• Task instructions
Copy out every line from the records that includes "below".

Top of Provided information

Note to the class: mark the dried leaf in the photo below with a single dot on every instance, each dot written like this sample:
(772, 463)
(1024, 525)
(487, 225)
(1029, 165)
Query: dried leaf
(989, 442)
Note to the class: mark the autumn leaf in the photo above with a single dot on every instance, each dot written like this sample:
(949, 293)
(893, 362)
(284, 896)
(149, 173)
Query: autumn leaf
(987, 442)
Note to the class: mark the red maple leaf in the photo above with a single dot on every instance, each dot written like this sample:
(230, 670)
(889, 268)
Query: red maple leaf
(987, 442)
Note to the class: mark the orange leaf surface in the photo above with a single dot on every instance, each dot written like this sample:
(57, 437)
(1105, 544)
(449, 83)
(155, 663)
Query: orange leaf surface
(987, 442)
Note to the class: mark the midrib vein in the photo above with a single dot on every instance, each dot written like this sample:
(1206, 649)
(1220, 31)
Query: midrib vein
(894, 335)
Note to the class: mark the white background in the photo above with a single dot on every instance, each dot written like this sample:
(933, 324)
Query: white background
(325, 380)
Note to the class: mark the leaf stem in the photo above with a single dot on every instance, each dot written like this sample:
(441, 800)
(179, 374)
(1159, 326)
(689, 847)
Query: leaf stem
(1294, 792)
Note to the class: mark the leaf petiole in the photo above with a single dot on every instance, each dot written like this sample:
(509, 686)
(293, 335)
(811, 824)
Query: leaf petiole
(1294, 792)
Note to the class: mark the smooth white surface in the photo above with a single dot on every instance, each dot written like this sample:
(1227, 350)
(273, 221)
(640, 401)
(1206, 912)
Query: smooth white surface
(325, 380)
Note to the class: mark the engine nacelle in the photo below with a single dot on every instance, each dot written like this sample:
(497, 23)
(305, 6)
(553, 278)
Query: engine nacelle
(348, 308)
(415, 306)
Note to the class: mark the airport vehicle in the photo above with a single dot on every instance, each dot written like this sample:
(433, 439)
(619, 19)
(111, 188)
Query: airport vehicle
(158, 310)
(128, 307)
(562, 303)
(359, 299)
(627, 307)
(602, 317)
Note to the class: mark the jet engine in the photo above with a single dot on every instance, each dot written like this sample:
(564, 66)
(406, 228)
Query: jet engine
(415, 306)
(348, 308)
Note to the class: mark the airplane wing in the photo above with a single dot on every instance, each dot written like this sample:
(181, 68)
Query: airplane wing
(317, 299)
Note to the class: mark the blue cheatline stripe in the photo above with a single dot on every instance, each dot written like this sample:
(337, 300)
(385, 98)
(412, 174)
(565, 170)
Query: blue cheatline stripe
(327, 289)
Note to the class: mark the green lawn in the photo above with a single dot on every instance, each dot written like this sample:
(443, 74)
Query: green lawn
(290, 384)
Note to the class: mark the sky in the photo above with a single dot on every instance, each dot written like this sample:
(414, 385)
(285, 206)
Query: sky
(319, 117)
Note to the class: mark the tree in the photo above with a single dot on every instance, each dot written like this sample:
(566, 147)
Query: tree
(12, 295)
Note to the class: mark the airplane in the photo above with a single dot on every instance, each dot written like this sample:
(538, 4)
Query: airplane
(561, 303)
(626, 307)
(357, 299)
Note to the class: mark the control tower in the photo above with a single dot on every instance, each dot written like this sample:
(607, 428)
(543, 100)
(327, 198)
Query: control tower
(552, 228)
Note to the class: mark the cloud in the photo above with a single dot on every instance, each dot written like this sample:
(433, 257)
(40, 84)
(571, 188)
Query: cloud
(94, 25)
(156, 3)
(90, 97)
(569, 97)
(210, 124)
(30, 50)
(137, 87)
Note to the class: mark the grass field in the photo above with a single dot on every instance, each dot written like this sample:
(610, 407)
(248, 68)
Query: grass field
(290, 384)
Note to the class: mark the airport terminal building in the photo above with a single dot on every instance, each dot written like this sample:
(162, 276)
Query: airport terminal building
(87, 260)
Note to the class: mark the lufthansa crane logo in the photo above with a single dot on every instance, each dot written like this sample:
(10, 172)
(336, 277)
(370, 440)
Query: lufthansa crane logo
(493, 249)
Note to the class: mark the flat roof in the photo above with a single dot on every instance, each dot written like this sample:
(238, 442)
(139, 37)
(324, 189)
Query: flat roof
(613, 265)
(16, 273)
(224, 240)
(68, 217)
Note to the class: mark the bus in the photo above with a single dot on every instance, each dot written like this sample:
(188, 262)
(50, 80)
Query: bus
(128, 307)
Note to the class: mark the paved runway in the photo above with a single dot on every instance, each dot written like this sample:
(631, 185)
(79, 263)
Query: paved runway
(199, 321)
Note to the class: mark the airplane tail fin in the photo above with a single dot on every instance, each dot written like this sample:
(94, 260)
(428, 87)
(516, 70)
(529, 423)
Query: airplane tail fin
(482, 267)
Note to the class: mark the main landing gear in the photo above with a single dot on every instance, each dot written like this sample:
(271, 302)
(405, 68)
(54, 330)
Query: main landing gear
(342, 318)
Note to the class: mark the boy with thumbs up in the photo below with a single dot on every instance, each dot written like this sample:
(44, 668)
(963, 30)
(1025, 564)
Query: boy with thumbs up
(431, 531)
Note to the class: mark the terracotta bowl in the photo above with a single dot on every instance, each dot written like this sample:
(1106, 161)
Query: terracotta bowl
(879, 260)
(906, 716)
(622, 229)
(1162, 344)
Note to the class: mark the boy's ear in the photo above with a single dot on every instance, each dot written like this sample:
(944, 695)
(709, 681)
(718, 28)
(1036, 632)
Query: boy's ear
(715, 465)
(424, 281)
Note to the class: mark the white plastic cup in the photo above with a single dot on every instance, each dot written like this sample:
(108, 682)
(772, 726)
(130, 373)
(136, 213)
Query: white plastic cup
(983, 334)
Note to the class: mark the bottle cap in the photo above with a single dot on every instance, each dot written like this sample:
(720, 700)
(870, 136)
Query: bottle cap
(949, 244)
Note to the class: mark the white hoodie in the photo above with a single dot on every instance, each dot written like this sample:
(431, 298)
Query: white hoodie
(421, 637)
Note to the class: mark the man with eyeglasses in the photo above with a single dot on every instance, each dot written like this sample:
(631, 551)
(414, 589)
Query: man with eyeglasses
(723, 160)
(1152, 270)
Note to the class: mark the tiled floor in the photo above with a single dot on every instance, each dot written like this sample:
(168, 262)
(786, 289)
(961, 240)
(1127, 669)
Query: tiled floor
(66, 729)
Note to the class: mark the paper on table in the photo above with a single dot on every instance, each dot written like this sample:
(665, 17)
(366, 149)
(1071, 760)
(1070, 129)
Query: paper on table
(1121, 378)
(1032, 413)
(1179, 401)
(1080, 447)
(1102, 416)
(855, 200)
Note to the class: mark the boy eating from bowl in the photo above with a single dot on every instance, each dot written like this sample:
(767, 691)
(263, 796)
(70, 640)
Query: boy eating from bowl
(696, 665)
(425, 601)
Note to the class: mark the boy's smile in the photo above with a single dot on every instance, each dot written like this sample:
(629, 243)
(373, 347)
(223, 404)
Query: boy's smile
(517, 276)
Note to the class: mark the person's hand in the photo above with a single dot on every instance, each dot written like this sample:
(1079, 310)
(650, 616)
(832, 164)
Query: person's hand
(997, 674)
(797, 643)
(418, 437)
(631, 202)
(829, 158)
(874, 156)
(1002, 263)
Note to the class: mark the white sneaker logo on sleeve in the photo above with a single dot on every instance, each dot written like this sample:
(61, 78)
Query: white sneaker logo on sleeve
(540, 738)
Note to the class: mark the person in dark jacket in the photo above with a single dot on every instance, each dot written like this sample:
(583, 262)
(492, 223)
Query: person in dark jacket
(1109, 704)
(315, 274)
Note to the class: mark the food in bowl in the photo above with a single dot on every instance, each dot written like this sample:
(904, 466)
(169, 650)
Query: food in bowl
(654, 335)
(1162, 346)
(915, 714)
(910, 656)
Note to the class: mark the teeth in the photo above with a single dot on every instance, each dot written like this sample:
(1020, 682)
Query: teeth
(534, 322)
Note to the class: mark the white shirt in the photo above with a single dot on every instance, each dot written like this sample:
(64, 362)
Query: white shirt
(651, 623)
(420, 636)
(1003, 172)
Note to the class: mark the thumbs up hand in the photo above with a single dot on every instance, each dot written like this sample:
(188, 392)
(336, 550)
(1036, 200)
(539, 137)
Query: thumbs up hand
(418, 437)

Bottom of Provided information

• Exercise response
Note to the class: mark the dried leaf in the photo below with a single dot on every instance, each dot written like this sample:
Note to the class: mark the engine nacelle in the photo below with a single dot on every instance, each dot written like this sample:
Note to the class: mark the boy with thumbs up in the photo below with a single dot on every instance, each dot written like this sample:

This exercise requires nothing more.